Stored items from a collection
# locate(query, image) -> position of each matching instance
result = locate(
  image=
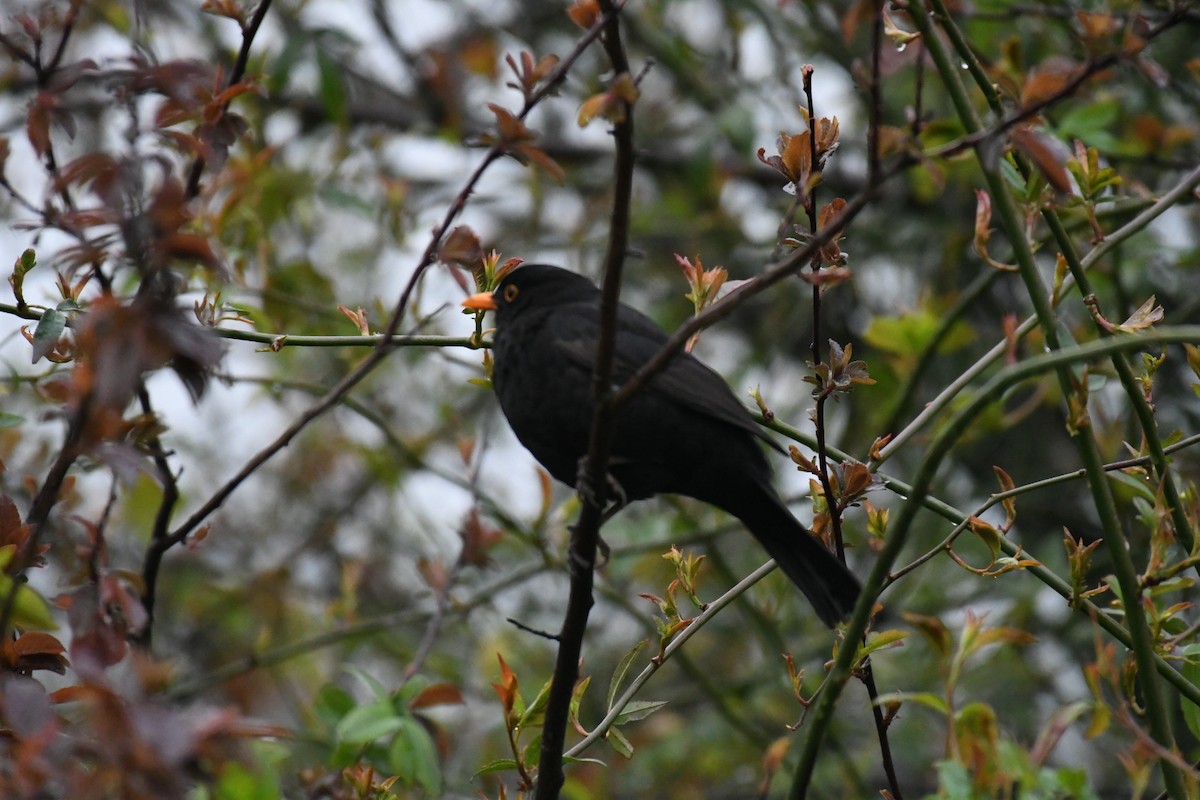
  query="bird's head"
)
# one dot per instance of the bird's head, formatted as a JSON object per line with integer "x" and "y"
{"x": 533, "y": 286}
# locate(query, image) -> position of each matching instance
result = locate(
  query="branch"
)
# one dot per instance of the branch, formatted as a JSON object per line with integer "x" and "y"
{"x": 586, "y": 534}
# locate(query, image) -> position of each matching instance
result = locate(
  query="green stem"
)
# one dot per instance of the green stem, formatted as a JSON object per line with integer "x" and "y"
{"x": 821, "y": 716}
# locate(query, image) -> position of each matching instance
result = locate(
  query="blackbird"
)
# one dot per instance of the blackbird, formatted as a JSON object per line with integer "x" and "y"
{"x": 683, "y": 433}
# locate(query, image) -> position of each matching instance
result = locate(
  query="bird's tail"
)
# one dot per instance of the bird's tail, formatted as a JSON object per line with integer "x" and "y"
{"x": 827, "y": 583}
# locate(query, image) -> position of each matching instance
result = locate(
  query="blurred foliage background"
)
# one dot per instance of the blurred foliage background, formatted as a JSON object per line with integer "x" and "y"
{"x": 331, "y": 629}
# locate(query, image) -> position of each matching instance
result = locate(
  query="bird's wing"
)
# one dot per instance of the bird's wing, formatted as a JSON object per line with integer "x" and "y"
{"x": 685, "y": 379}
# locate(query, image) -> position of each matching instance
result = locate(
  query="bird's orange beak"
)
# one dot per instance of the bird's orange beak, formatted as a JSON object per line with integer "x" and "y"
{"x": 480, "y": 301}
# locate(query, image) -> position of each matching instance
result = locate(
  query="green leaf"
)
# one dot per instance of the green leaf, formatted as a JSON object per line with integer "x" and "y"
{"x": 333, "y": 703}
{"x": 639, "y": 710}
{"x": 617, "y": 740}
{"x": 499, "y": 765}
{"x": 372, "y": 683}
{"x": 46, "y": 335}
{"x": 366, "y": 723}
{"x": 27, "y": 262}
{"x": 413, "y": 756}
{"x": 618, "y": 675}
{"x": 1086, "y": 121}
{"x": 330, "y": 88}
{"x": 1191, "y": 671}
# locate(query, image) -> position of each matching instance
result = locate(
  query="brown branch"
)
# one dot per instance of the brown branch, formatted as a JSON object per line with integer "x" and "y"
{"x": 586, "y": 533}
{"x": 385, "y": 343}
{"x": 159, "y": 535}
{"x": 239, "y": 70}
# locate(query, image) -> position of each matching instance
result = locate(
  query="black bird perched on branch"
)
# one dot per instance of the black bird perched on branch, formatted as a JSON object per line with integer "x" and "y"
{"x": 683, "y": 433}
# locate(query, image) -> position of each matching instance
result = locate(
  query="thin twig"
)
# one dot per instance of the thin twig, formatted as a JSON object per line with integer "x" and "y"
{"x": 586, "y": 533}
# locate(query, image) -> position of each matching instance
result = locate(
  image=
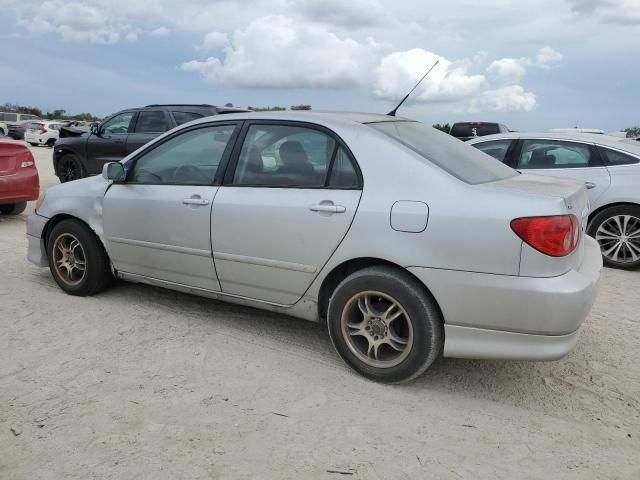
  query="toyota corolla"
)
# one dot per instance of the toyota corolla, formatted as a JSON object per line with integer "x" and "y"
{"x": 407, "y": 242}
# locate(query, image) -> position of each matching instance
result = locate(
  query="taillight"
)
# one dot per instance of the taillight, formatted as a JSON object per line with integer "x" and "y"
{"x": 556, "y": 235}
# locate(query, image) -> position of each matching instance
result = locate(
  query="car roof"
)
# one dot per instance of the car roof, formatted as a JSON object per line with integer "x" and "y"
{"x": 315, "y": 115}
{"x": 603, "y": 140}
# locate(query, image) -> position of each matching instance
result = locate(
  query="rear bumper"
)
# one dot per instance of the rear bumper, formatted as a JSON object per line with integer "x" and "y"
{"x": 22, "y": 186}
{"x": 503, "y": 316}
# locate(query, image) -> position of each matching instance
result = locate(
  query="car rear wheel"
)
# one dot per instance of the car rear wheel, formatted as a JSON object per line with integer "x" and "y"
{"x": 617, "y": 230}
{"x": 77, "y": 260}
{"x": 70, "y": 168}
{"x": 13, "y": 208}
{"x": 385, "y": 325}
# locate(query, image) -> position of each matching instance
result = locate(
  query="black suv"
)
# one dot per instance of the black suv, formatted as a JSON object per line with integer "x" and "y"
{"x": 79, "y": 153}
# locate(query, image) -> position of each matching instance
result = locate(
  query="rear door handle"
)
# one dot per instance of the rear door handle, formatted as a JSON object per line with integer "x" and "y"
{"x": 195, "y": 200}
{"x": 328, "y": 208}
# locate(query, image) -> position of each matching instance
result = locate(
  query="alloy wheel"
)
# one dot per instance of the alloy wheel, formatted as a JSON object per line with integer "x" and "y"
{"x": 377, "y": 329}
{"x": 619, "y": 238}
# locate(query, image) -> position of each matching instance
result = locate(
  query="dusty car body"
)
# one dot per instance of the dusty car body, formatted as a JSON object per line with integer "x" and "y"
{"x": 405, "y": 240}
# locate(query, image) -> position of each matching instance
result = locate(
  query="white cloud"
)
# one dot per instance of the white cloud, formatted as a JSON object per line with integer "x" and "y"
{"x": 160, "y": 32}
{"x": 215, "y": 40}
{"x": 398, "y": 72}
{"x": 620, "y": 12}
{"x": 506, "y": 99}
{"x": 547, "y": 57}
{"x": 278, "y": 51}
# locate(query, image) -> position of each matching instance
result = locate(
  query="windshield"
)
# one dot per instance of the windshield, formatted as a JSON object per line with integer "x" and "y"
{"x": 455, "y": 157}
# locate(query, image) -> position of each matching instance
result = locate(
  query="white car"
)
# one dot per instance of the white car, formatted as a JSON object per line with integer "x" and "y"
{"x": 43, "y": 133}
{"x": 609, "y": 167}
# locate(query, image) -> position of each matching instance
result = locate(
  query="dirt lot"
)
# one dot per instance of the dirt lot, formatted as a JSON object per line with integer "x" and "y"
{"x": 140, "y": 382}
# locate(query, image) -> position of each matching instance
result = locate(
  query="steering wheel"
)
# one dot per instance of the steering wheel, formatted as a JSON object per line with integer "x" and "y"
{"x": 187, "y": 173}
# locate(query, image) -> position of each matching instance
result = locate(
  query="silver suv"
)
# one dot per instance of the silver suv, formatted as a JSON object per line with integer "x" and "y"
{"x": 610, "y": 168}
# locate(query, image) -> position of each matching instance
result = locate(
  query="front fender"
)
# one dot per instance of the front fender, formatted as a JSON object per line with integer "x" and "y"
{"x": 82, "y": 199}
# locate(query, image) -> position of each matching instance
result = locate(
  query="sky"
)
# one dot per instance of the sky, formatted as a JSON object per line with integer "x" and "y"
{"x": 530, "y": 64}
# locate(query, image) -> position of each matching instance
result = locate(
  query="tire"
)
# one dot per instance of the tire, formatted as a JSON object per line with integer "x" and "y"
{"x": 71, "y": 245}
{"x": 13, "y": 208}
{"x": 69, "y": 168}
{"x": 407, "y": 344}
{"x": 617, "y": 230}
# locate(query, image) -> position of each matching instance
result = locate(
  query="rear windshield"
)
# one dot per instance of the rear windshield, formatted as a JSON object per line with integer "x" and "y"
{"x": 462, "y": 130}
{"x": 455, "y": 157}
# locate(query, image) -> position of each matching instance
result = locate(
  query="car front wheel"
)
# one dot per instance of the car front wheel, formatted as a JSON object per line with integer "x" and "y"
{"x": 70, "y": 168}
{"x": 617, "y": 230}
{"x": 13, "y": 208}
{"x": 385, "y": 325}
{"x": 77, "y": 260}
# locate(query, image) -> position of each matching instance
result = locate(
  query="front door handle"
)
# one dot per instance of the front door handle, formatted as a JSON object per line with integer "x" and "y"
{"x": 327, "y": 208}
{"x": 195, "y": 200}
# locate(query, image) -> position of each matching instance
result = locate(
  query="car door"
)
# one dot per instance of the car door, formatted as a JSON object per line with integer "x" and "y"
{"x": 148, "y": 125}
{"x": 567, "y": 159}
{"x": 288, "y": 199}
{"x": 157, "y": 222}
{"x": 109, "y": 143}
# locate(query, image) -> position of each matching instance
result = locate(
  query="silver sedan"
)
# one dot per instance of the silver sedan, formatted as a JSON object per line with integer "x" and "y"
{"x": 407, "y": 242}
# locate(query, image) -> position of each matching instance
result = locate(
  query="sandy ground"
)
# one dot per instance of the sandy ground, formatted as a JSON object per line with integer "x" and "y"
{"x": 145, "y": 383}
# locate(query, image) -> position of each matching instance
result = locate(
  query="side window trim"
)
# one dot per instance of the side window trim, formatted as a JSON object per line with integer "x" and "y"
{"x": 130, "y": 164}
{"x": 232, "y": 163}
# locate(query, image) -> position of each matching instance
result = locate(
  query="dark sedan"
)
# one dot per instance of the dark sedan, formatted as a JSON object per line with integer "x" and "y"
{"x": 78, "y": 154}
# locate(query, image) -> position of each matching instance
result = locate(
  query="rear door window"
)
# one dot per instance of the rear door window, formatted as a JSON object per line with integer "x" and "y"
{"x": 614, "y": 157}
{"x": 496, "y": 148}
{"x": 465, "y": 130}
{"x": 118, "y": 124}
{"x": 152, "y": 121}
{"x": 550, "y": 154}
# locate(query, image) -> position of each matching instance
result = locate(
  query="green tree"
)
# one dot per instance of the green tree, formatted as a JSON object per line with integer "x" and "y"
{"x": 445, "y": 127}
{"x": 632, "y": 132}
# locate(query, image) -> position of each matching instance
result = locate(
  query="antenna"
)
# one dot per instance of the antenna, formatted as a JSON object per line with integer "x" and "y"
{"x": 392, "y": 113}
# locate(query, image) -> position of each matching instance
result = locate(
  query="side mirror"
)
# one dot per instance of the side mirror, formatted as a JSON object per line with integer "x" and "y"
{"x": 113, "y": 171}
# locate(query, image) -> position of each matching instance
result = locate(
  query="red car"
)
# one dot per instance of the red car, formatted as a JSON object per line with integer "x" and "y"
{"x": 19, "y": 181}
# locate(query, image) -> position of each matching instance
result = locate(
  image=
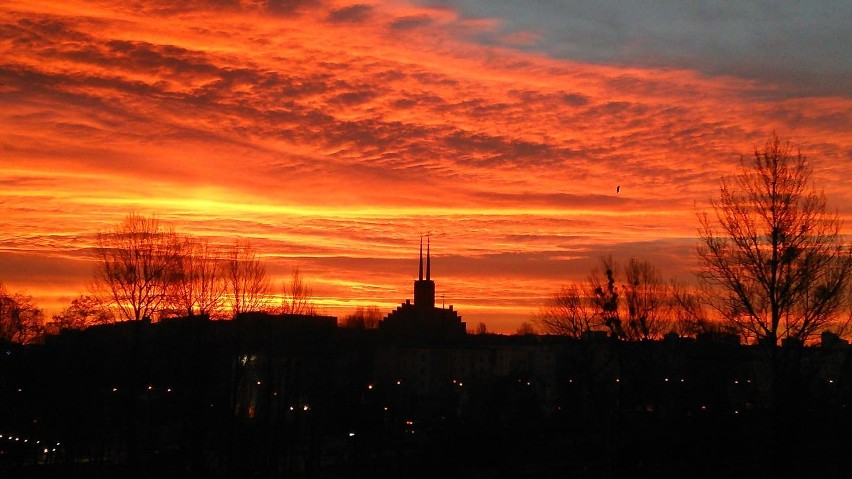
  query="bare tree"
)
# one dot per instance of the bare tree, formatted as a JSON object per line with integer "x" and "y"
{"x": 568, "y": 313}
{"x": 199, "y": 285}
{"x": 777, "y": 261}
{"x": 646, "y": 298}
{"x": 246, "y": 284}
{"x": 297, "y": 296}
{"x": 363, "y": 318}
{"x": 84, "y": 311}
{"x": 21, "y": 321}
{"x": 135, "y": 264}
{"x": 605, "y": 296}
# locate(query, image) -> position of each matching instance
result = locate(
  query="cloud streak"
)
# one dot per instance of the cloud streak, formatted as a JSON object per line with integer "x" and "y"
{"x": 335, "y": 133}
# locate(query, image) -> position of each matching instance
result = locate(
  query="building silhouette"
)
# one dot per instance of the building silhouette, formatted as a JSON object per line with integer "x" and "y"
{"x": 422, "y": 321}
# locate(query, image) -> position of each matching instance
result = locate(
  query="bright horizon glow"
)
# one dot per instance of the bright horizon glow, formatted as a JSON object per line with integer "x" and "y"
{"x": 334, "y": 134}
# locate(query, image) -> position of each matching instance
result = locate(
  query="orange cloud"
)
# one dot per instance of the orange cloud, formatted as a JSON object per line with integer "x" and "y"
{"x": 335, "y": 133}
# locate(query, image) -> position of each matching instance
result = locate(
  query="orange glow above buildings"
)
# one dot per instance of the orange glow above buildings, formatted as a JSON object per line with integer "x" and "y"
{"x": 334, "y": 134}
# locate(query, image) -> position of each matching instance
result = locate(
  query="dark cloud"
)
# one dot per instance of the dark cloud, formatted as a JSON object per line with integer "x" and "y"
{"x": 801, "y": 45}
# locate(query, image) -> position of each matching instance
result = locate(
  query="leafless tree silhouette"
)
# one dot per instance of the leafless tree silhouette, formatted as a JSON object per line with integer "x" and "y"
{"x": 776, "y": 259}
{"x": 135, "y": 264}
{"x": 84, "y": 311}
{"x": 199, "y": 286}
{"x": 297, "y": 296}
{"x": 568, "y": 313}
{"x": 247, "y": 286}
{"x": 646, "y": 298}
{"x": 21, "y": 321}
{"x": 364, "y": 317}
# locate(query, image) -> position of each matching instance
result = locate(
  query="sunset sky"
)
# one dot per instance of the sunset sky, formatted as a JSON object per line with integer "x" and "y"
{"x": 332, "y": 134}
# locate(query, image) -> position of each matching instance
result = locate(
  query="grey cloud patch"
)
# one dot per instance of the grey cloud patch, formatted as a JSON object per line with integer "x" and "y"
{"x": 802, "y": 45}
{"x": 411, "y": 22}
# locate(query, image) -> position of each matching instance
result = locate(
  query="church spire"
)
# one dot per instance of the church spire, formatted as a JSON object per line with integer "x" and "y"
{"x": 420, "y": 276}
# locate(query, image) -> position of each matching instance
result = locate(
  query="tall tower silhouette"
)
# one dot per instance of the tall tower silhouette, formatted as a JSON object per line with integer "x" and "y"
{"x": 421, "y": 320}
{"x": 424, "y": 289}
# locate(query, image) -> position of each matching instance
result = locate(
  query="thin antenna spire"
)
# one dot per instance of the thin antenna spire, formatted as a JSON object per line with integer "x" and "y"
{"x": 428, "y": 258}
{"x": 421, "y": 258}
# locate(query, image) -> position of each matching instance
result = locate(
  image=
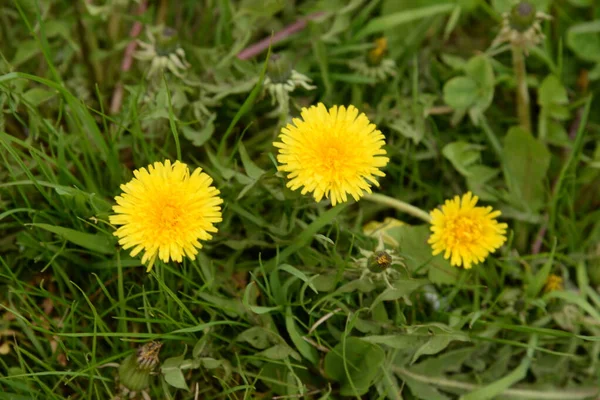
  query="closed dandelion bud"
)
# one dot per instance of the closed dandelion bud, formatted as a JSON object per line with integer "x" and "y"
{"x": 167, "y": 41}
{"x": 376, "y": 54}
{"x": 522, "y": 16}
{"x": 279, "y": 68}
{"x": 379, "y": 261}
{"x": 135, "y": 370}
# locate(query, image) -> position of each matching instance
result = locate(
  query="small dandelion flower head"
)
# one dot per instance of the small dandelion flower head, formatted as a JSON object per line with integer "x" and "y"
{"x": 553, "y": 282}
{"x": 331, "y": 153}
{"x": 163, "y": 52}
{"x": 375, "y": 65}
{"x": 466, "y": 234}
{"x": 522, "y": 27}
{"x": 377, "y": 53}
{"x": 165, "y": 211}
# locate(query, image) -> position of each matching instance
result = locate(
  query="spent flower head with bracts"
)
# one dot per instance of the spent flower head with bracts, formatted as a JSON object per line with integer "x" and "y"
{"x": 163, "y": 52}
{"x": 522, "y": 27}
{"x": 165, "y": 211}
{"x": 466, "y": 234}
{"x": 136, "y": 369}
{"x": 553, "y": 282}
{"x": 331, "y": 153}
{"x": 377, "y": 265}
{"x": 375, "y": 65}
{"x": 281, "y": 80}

• _Set exercise_: Pull out every line of the entries that contains the string "tower", matching case exactly.

• _The solution_:
  query="tall tower silhouette"
# one dot per instance of the tall tower silhouette, formatted as a JSON object per line with integer "x" and "y"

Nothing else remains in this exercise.